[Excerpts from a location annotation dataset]
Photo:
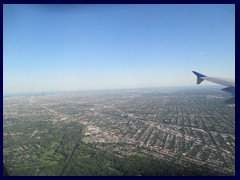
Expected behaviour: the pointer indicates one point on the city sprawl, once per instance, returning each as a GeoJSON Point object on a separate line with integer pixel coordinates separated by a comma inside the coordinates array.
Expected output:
{"type": "Point", "coordinates": [161, 131]}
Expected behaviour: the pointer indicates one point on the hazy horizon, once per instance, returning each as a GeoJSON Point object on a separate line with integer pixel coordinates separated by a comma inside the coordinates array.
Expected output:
{"type": "Point", "coordinates": [88, 47]}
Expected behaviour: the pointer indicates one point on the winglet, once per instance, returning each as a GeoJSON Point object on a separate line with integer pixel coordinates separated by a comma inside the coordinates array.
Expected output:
{"type": "Point", "coordinates": [199, 77]}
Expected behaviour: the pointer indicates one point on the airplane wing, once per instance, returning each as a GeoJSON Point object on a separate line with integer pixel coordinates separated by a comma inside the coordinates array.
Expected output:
{"type": "Point", "coordinates": [222, 81]}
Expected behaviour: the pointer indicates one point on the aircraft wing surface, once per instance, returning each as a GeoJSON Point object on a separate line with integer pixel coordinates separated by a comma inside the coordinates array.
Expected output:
{"type": "Point", "coordinates": [229, 83]}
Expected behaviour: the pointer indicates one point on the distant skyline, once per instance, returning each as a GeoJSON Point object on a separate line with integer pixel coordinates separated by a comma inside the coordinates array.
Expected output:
{"type": "Point", "coordinates": [81, 47]}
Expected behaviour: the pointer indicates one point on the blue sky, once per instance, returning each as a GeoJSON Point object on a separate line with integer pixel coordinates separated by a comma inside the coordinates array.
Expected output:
{"type": "Point", "coordinates": [77, 47]}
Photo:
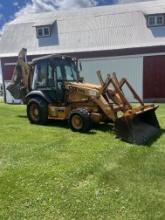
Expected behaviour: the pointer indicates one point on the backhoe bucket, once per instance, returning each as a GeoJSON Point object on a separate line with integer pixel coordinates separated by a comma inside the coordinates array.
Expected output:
{"type": "Point", "coordinates": [16, 91]}
{"type": "Point", "coordinates": [140, 129]}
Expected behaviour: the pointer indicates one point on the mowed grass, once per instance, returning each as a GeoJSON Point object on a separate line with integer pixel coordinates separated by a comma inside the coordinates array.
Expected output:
{"type": "Point", "coordinates": [50, 172]}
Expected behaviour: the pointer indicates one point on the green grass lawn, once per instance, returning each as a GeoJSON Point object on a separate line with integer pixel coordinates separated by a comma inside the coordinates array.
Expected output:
{"type": "Point", "coordinates": [50, 172]}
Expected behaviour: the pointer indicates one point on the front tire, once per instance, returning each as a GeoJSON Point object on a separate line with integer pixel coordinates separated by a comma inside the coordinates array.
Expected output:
{"type": "Point", "coordinates": [79, 120]}
{"type": "Point", "coordinates": [37, 111]}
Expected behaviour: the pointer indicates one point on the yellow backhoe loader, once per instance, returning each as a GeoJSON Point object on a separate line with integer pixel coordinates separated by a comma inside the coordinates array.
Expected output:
{"type": "Point", "coordinates": [52, 89]}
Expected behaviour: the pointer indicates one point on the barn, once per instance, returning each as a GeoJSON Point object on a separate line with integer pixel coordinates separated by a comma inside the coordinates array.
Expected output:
{"type": "Point", "coordinates": [128, 39]}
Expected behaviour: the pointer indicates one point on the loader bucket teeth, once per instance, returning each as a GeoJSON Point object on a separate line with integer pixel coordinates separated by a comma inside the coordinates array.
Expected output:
{"type": "Point", "coordinates": [138, 130]}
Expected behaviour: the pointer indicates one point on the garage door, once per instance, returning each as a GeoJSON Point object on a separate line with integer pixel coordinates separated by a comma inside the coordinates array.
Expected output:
{"type": "Point", "coordinates": [154, 77]}
{"type": "Point", "coordinates": [127, 67]}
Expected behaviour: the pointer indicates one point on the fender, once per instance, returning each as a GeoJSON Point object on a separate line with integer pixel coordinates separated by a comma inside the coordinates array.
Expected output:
{"type": "Point", "coordinates": [37, 94]}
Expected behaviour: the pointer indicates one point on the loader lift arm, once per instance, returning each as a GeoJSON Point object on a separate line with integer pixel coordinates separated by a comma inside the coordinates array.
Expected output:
{"type": "Point", "coordinates": [58, 93]}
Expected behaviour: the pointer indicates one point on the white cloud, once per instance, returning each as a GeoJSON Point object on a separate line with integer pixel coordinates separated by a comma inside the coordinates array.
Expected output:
{"type": "Point", "coordinates": [130, 1]}
{"type": "Point", "coordinates": [51, 5]}
{"type": "Point", "coordinates": [16, 4]}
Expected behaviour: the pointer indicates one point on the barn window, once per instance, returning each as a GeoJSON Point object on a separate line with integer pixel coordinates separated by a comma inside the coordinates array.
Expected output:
{"type": "Point", "coordinates": [43, 31]}
{"type": "Point", "coordinates": [155, 20]}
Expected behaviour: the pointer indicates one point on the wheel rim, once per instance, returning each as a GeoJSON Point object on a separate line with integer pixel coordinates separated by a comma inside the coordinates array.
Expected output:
{"type": "Point", "coordinates": [34, 112]}
{"type": "Point", "coordinates": [77, 122]}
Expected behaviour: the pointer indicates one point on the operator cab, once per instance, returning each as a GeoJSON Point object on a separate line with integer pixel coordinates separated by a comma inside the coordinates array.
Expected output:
{"type": "Point", "coordinates": [51, 72]}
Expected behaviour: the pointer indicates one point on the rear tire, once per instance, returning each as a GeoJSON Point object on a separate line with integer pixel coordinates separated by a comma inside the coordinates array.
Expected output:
{"type": "Point", "coordinates": [37, 111]}
{"type": "Point", "coordinates": [79, 120]}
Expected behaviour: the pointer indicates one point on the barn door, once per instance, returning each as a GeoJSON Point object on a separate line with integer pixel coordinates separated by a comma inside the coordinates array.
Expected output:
{"type": "Point", "coordinates": [154, 77]}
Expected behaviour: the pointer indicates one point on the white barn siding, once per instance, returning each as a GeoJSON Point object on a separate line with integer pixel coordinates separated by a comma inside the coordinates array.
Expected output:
{"type": "Point", "coordinates": [125, 67]}
{"type": "Point", "coordinates": [9, 98]}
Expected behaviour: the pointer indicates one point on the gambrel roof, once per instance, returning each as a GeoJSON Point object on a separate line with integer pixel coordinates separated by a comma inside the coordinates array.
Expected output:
{"type": "Point", "coordinates": [88, 29]}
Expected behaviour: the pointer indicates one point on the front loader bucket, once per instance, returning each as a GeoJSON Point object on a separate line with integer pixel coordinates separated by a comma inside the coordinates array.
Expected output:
{"type": "Point", "coordinates": [140, 129]}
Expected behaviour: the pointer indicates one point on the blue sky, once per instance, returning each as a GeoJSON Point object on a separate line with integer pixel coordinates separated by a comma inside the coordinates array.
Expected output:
{"type": "Point", "coordinates": [9, 8]}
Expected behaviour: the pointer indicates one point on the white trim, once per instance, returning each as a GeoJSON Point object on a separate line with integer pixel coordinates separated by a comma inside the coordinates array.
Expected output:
{"type": "Point", "coordinates": [10, 64]}
{"type": "Point", "coordinates": [123, 56]}
{"type": "Point", "coordinates": [1, 72]}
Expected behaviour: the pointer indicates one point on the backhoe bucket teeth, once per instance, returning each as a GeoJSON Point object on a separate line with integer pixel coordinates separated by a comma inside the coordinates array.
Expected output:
{"type": "Point", "coordinates": [140, 129]}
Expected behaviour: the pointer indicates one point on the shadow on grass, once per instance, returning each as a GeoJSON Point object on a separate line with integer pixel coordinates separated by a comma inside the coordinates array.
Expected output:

▶ [Required task]
Rewrite every line of the items above as a numbered list, skipping any blank lines and leaving the pictures out.

▶ [Reply to the task]
1. Photo:
2. Expected behaviour: the pointer indicates one point on the city sprawl, once per instance, returning each as a GeoJSON Point object on a separate line with integer pixel coordinates separated by a comma inside the coordinates array.
3. Expected output:
4. {"type": "Point", "coordinates": [161, 131]}
5. Expected behaviour: the pointer indicates one point on the hazy horizon, once per instance, returning each as a GeoJSON Point object on a separate line with integer pixel coordinates separated by a comma inside the coordinates array.
6. Expected output:
7. {"type": "Point", "coordinates": [88, 47]}
8. Expected behaviour: the pointer indicates one point on the winglet, once per instance, returning each as a GeoJSON Point object on a separate line with integer pixel coordinates separated by a comma inside the coordinates array.
9. Expected output:
10. {"type": "Point", "coordinates": [199, 77]}
11. Expected behaviour: the pointer indicates one point on the airplane wing, once per instance, returning each as a GeoJSON Point object on a separate line with integer pixel coordinates separated by a comma inside the coordinates array.
12. Expected output:
13. {"type": "Point", "coordinates": [222, 81]}
14. Expected behaviour: the pointer indicates one point on the aircraft wing surface, once per instance, returning each as a GeoJSON Point object on a separate line with integer pixel coordinates separated by a comma inside the coordinates array.
15. Expected output:
16. {"type": "Point", "coordinates": [229, 83]}
17. Expected behaviour: the pointer indicates one point on the distant skyline, once per instance, returning each as a GeoJSON Point object on a separate line with integer pixel coordinates separated by a comma inside the coordinates array.
18. Expected output:
19. {"type": "Point", "coordinates": [81, 47]}
20. Expected behaviour: the pointer indicates one point on the blue sky, once per instance, returning each as a GeoJSON Point object on a separate line with integer pixel coordinates separated by a comma inside the coordinates array.
21. Expected output:
22. {"type": "Point", "coordinates": [77, 47]}
23. Photo:
24. Expected behaviour: the pointer indicates one point on the backhoe bucket, once per instance, returning each as a GeoJSON Point object on a separate line with integer pixel coordinates separated by a comma inside the coordinates array.
25. Expected output:
26. {"type": "Point", "coordinates": [16, 91]}
27. {"type": "Point", "coordinates": [140, 129]}
28. Expected behaviour: the pointer indicates one point on the mowed grass, once per instance, returning each as a GeoJSON Point object on a separate line with integer pixel coordinates separated by a comma inside the coordinates array.
29. Expected output:
30. {"type": "Point", "coordinates": [50, 172]}
31. Expected behaviour: the pointer indicates one point on the green grass lawn, once per instance, returning each as a GeoJSON Point object on a separate line with integer pixel coordinates separated by a comma inside the coordinates array.
32. Expected output:
33. {"type": "Point", "coordinates": [50, 172]}
34. Expected behaviour: the pointer indicates one point on the front tire, once per instance, returning each as a GeoJSON Point object on a separate line with integer pixel coordinates separated by a comma inside the coordinates array.
35. Expected output:
36. {"type": "Point", "coordinates": [79, 120]}
37. {"type": "Point", "coordinates": [37, 111]}
38. Expected behaviour: the pointer indicates one point on the yellow backhoe loader, once per instance, returning each as a GeoJSON Point object on a separate line with integer pixel coordinates separated by a comma inside the coordinates array.
39. Expected output:
40. {"type": "Point", "coordinates": [52, 89]}
41. Expected behaviour: the pointer indicates one point on the barn, once per instance, returning each as a GeoJSON Point object on a separate line with integer pixel coordinates separated by a comma inside the coordinates array.
42. Expected output:
43. {"type": "Point", "coordinates": [128, 39]}
44. Expected behaviour: the pointer indicates one point on the loader bucket teeth, once per instance, returning each as a GeoJSON Point object on a separate line with integer pixel coordinates separated by a comma inside the coordinates array.
45. Expected output:
46. {"type": "Point", "coordinates": [138, 130]}
47. Expected behaviour: the pointer indicates one point on the garage door, once per instance, returning each as a GeoJSON Point object on a separate line with integer pixel coordinates separated by a comma inside the coordinates array.
48. Expected output:
49. {"type": "Point", "coordinates": [154, 77]}
50. {"type": "Point", "coordinates": [127, 67]}
51. Expected behaviour: the pointer indicates one point on the fender, once per instance, returning each as a GeoJSON Point object on a separate line with integer pixel coordinates separated by a comma inside the coordinates array.
52. Expected output:
53. {"type": "Point", "coordinates": [37, 94]}
54. Expected behaviour: the pointer indicates one point on the loader lift arm, once per instance, returning each as a GeoJSON Point object on a separate line with integer pixel coordinates separated by a comma inside the coordinates array.
55. Expected output:
56. {"type": "Point", "coordinates": [58, 93]}
57. Expected behaviour: the pointer indicates one point on the white cloud, once per instance, returning each as a GeoJSON Point object on a separate line with integer pixel coordinates separated by a comma inside the coordinates array.
58. Expected output:
59. {"type": "Point", "coordinates": [130, 1]}
60. {"type": "Point", "coordinates": [51, 5]}
61. {"type": "Point", "coordinates": [16, 4]}
62. Expected behaviour: the pointer indicates one point on the barn window, once per instance, returning each as a GeoJSON Point object on a separate line with integer pixel coordinates separated by a comma inside the coordinates array.
63. Expected output:
64. {"type": "Point", "coordinates": [43, 31]}
65. {"type": "Point", "coordinates": [155, 20]}
66. Expected behaviour: the pointer indicates one point on the wheel rim, once per instance, returning each as a GeoJSON Point object on a separate line with integer pixel coordinates separated by a comma inside the coordinates array.
67. Expected output:
68. {"type": "Point", "coordinates": [34, 112]}
69. {"type": "Point", "coordinates": [77, 122]}
70. Expected behaviour: the pointer indicates one point on the operator cab, once per instance, returning each as a GeoJSON Point object on a separate line with integer pixel coordinates separated by a comma inside the coordinates array.
71. Expected output:
72. {"type": "Point", "coordinates": [51, 72]}
73. Expected behaviour: the pointer indicates one point on the rear tire, once per instance, returning each as a GeoJSON Point object on a separate line with integer pixel coordinates separated by a comma inside the coordinates array.
74. Expected output:
75. {"type": "Point", "coordinates": [37, 111]}
76. {"type": "Point", "coordinates": [79, 120]}
77. Expected behaviour: the pointer indicates one point on the barn door, once per instance, returning each as a GeoJSON Point object on a separate line with integer pixel coordinates separated by a comma inside the coordinates array.
78. Expected output:
79. {"type": "Point", "coordinates": [154, 77]}
80. Expected behaviour: the pointer indicates one point on the white barn siding, once per instance, returning each as a GeoJSON Point object on a separate line with integer pixel coordinates separated by a comma inside the coordinates array.
81. Expected output:
82. {"type": "Point", "coordinates": [125, 67]}
83. {"type": "Point", "coordinates": [9, 98]}
84. Expected behaviour: the pointer indicates one point on the gambrel roof, once per instance, returning each as a GeoJSON Point object on a separate line with integer pixel coordinates separated by a comma inside the coordinates array.
85. Expected output:
86. {"type": "Point", "coordinates": [88, 29]}
87. Expected behaviour: the pointer indicates one point on the front loader bucket, once per instance, returning each as a GeoJSON Point object on a separate line with integer pixel coordinates separated by a comma inside the coordinates array.
88. Expected output:
89. {"type": "Point", "coordinates": [140, 129]}
90. Expected behaviour: the pointer indicates one point on the blue sky, once per instance, returning each as a GeoJSON Point object on a separate line with integer pixel coordinates separated by a comma inside the coordinates array.
91. Expected output:
92. {"type": "Point", "coordinates": [9, 8]}
93. Expected behaviour: the pointer indicates one point on the white trim, once per instance, returning each as a GeoJSON Point object on a separate line with integer pixel coordinates separated by a comma inside the coordinates array.
94. Expected output:
95. {"type": "Point", "coordinates": [10, 64]}
96. {"type": "Point", "coordinates": [123, 56]}
97. {"type": "Point", "coordinates": [1, 72]}
98. Expected behaviour: the pointer indicates one point on the backhoe bucket teeth, once per instance, returning each as a GeoJSON Point object on a separate line with integer pixel coordinates separated by a comma inside the coordinates array.
99. Expected output:
100. {"type": "Point", "coordinates": [140, 129]}
101. Expected behaviour: the pointer indicates one point on the shadow on grass, once per instance, returning each as a GeoJSON Point object on a separate line with integer pixel coordinates separated by a comma inside the coordinates array.
102. Expected output:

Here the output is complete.